Travistan is Travis Morrison's solo debut album, released in 2004 by Barsuk Records. The record is named after the van that Morrison rode in during his former band The Dismemberment Plan's last tour.

Reception

Travistan received mixed reviews. It currently has a 56 out of 100 on the review aggregate site Metacritic, indicating "Mixed or average reviews."

The album is often noted in discussions of the music journalism website Pitchfork, as it marked one of the first moments when, after establishing itself as a critical powerhouse, the e-zine turned on an artist to whom it had previously given enthusiastic support. The album was one of the rare albums to get a 0.0 rating, with reviewer Chris Dahlen describing the album as "one of the most colossal trainwrecks in indie rock history." Barsuk Records co-founder Josh Rosenfeld described the effects of the review as "immediate and disastrous"; Pitchforks managing editor later said that the site had become more careful in issuing very negative reviews as a result.

● **GIVEN INSTRUCTION 1**
Summarize the passage about Travistan in two sentences.
● **GIVEN INSTRUCTION 2**
Rewrite the passage about Travistan from "The album is" to "as a result.", swapping "e-zine" for "magazine".

● **DATA PROVIDED**
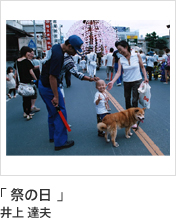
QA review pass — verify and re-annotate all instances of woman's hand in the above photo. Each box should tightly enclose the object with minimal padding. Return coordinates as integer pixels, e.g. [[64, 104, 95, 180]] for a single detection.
[[107, 81, 114, 90], [144, 77, 148, 83], [51, 97, 59, 107]]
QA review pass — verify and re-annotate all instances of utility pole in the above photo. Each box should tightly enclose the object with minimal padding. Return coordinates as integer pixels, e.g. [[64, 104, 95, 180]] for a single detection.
[[33, 20, 38, 56]]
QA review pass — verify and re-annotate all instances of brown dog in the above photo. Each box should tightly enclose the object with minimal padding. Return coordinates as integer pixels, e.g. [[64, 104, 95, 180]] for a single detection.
[[97, 107, 146, 147]]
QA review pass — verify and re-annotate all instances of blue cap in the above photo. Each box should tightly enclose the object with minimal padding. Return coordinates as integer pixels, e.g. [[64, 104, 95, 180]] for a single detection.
[[149, 51, 154, 56], [68, 35, 83, 55]]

● **CORRECT OUTPUT 1**
Travistan is Travis Morrison's solo debut album, released by Barsuk Records in 2004 and named after the van he rode in on The Dismemberment Plan's last tour. It received mixed reviews, including a rare 0.0 from Pitchfork, which a Barsuk co-founder called "immediate and disastrous" in effect and after which the site became more careful with very negative reviews.

● **CORRECT OUTPUT 2**
The album is often noted in discussions of the music journalism website Pitchfork, as it marked one of the first moments when, after establishing itself as a critical powerhouse, the magazine turned on an artist to whom it had previously given enthusiastic support. The album was one of the rare albums to get a 0.0 rating, with reviewer Chris Dahlen describing the album as "one of the most colossal trainwrecks in indie rock history." Barsuk Records co-founder Josh Rosenfeld described the effects of the review as "immediate and disastrous"; Pitchforks managing editor later said that the site had become more careful in issuing very negative reviews as a result.